From the first record through the last, copy each one exactly.

[Saved entries]
◇ ◇ ◇
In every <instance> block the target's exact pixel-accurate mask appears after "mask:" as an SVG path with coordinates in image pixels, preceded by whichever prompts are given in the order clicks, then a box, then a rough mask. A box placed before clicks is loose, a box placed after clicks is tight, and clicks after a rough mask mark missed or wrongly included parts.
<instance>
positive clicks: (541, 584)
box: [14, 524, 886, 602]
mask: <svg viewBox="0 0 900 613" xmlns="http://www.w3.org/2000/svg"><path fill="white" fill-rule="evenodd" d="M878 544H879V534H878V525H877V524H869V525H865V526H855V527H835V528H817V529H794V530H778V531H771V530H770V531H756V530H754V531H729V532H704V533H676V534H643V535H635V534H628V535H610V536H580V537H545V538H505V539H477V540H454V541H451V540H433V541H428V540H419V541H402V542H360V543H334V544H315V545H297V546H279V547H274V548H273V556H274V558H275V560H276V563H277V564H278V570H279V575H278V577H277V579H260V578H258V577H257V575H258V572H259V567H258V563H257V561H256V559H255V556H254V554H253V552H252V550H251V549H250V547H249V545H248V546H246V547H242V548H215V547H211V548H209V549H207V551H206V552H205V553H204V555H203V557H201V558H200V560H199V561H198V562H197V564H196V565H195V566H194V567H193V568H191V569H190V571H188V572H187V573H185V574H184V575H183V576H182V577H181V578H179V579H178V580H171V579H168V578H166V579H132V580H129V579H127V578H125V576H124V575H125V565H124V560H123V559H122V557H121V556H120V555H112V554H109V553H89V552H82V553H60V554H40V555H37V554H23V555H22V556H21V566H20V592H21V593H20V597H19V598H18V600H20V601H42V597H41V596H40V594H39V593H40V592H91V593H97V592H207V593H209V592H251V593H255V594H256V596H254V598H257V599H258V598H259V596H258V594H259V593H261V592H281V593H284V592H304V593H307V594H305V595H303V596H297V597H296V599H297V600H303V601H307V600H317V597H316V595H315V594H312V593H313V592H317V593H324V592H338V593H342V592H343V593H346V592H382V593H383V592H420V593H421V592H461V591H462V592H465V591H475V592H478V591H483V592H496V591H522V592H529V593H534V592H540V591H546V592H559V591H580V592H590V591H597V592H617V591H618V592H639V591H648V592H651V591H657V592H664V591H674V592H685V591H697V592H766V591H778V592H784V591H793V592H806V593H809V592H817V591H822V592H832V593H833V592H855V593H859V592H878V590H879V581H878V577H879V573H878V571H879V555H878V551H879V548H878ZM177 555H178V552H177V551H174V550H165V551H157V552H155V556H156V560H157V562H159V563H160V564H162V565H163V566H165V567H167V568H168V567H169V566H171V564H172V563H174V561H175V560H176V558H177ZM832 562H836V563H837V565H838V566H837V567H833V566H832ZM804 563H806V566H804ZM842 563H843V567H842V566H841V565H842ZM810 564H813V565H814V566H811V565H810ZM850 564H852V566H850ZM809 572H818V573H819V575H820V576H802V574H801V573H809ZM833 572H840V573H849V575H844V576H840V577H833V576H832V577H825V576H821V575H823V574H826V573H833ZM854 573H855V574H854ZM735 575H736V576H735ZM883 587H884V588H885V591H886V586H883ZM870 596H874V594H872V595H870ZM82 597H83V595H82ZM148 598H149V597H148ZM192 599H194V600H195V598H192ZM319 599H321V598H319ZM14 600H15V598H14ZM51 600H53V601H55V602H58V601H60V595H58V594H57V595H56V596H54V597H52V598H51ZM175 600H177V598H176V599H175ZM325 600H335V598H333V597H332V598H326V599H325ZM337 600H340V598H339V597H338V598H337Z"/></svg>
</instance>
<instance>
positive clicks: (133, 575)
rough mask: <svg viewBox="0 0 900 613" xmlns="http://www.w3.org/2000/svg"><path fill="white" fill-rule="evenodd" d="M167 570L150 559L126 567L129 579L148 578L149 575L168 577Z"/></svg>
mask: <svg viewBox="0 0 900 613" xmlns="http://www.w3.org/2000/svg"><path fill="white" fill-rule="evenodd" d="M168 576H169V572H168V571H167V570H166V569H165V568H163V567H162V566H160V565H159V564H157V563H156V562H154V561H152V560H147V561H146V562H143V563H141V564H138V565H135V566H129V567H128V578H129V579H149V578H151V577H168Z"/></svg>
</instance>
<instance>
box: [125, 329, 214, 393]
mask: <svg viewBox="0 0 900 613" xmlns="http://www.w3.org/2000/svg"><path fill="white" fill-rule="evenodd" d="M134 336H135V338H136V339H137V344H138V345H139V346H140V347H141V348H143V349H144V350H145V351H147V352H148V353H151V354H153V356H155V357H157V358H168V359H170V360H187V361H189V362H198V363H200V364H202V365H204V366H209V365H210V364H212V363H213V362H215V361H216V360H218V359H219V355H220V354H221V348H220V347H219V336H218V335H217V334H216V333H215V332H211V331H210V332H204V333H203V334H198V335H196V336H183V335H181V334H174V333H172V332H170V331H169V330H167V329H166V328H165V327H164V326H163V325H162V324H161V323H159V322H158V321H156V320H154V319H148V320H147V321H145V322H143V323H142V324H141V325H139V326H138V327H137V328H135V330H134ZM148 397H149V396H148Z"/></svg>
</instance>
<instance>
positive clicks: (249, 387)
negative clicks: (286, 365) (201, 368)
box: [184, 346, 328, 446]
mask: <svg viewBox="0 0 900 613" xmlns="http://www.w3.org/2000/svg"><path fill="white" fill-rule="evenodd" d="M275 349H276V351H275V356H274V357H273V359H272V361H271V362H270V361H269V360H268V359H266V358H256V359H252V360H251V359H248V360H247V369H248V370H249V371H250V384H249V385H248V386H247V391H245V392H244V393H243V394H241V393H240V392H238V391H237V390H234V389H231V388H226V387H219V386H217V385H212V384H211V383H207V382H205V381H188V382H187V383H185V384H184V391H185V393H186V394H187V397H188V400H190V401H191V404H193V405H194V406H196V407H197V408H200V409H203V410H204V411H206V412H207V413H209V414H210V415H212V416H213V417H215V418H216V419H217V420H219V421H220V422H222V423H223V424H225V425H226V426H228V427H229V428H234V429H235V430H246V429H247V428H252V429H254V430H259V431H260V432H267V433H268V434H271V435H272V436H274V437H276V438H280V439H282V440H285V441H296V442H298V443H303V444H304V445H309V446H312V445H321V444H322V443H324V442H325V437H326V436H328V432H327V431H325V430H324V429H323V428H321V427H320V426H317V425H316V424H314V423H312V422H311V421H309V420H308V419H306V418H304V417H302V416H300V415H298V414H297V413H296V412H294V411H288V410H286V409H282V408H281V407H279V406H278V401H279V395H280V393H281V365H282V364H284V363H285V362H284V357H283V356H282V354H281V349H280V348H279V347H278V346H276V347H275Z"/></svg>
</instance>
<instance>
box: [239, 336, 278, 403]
◇ ◇ ◇
Exercise response –
In every <instance> block the target's exact pixel-accurate mask appears after "mask:" as an SVG path with coordinates in image pixels, preceded by whichever prompts are given in the order clicks, then a box, then a rough mask. A box placed before clicks is loose, a box placed after clicks is tight, and clicks after a rough mask mark missed or wrongly included parts.
<instance>
positive clicks: (541, 584)
box: [14, 524, 886, 602]
mask: <svg viewBox="0 0 900 613" xmlns="http://www.w3.org/2000/svg"><path fill="white" fill-rule="evenodd" d="M878 544H879V534H878V525H877V524H869V525H865V526H855V527H835V528H817V529H794V530H778V531H771V530H770V531H756V530H754V531H729V532H704V533H676V534H643V535H635V534H628V535H610V536H580V537H545V538H505V539H477V540H454V541H451V540H433V541H428V540H419V541H402V542H360V543H334V544H315V545H297V546H279V547H274V548H273V556H274V558H275V560H276V563H277V564H278V570H279V575H278V577H277V579H260V578H258V577H257V575H258V572H259V567H258V563H257V561H256V559H255V556H254V554H253V552H252V550H251V549H250V547H249V545H248V546H246V547H242V548H215V547H211V548H209V549H207V551H206V552H205V553H204V555H203V557H201V558H200V560H199V561H198V562H197V564H196V565H195V566H194V567H193V568H191V569H190V571H188V572H187V573H185V574H184V575H183V576H182V577H181V578H179V579H178V580H171V579H168V578H166V579H132V580H129V579H127V578H125V576H124V575H125V565H124V560H123V559H122V557H121V556H120V555H112V554H109V553H89V552H82V553H60V554H40V555H37V554H23V555H22V556H21V566H20V592H21V593H20V597H19V598H18V600H20V601H42V597H41V596H40V594H39V593H40V592H91V593H97V592H207V593H209V592H251V593H255V594H256V596H254V598H257V599H258V598H259V596H258V594H259V593H261V592H281V593H284V592H304V593H307V594H305V595H303V596H297V597H296V599H297V600H303V601H307V600H317V597H316V595H315V594H312V593H313V592H317V593H324V592H338V593H342V592H343V593H346V592H382V593H383V592H420V593H421V592H461V591H462V592H465V591H475V592H478V591H483V592H496V591H522V592H529V593H534V592H540V591H546V592H559V591H580V592H590V591H597V592H617V591H618V592H639V591H648V592H651V591H657V592H664V591H674V592H685V591H697V592H766V591H778V592H784V591H793V592H806V593H809V592H817V591H822V592H832V593H833V592H855V593H859V592H878V590H879V581H878V577H879V573H878V571H879V555H878V551H879V548H878ZM177 555H178V552H177V551H174V550H165V551H157V552H155V556H156V560H157V562H159V563H160V564H162V565H163V566H165V567H167V568H168V567H169V566H171V564H172V563H174V561H175V560H176V558H177ZM832 562H836V563H837V565H838V566H837V567H833V566H832ZM804 563H806V566H804ZM842 563H843V567H842V566H841V565H842ZM810 564H813V565H814V566H811V565H810ZM850 564H852V566H850ZM809 572H818V573H819V575H820V576H802V574H801V573H809ZM833 572H840V573H849V575H844V576H840V577H833V576H832V577H825V576H821V575H823V574H826V573H833ZM854 573H855V574H854ZM735 575H736V576H735ZM883 587H884V588H885V591H886V586H883ZM870 596H874V594H872V595H870ZM82 597H83V595H82ZM148 598H149V597H148ZM192 599H194V600H195V598H192ZM319 599H321V598H319ZM14 600H15V598H14ZM51 600H53V601H55V602H58V601H60V595H58V594H57V595H56V596H54V597H52V598H51ZM175 600H177V598H176V599H175ZM325 600H335V598H333V597H332V598H326V599H325ZM337 600H340V598H339V597H338V598H337Z"/></svg>
</instance>
<instance>
positive clicks: (133, 575)
rough mask: <svg viewBox="0 0 900 613" xmlns="http://www.w3.org/2000/svg"><path fill="white" fill-rule="evenodd" d="M167 570L150 559L126 567L129 579L148 578L149 575L168 577Z"/></svg>
mask: <svg viewBox="0 0 900 613" xmlns="http://www.w3.org/2000/svg"><path fill="white" fill-rule="evenodd" d="M168 576H169V572H168V571H167V570H166V569H165V568H163V567H162V566H160V565H159V564H157V563H156V562H154V561H152V560H147V561H146V562H143V563H141V564H138V565H135V566H129V567H128V578H129V579H149V578H151V577H168Z"/></svg>
</instance>
<instance>
box: [125, 329, 214, 393]
mask: <svg viewBox="0 0 900 613" xmlns="http://www.w3.org/2000/svg"><path fill="white" fill-rule="evenodd" d="M134 336H135V338H136V339H137V344H138V345H139V346H140V347H141V348H143V349H144V350H145V351H147V352H148V353H151V354H153V356H155V357H157V358H168V359H170V360H187V361H189V362H198V363H200V364H202V365H204V366H209V365H210V364H212V363H213V362H215V361H216V360H218V359H219V355H220V354H221V348H220V347H219V336H218V335H217V334H216V333H215V332H211V331H210V332H204V333H203V334H198V335H196V336H183V335H181V334H174V333H172V332H170V331H169V330H167V329H166V328H165V327H164V326H163V325H162V324H161V323H159V322H158V321H156V320H154V319H148V320H147V321H145V322H143V323H142V324H141V325H139V326H138V327H137V328H135V330H134ZM148 397H149V396H148Z"/></svg>
</instance>
<instance>
positive clicks: (249, 387)
negative clicks: (286, 365) (201, 368)
box: [184, 346, 328, 446]
mask: <svg viewBox="0 0 900 613" xmlns="http://www.w3.org/2000/svg"><path fill="white" fill-rule="evenodd" d="M275 349H276V351H275V356H274V357H273V359H272V361H271V362H270V361H269V360H268V359H266V358H256V359H252V360H251V359H248V360H247V369H248V370H249V371H250V384H249V385H248V386H247V391H245V392H244V393H243V394H241V393H240V392H238V391H237V390H234V389H231V388H226V387H219V386H217V385H212V384H211V383H207V382H205V381H188V382H187V383H185V384H184V391H185V393H186V394H187V397H188V400H190V401H191V404H193V405H194V406H196V407H197V408H200V409H203V410H204V411H206V412H207V413H209V414H210V415H212V416H213V417H215V418H216V419H217V420H219V421H220V422H222V423H223V424H225V425H226V426H228V427H229V428H234V429H235V430H246V429H247V428H252V429H254V430H259V431H260V432H267V433H268V434H271V435H272V436H274V437H276V438H280V439H282V440H285V441H296V442H298V443H303V444H304V445H309V446H312V445H321V444H322V443H324V442H325V437H326V436H328V432H327V431H325V430H324V429H323V428H321V427H320V426H317V425H316V424H314V423H312V422H311V421H309V420H308V419H306V418H304V417H302V416H300V415H298V414H297V413H296V412H294V411H288V410H286V409H282V408H281V407H279V406H278V401H279V395H280V393H281V365H282V364H284V363H285V362H284V357H283V356H282V354H281V349H280V348H279V347H278V346H276V347H275Z"/></svg>
</instance>
<instance>
box: [239, 336, 278, 403]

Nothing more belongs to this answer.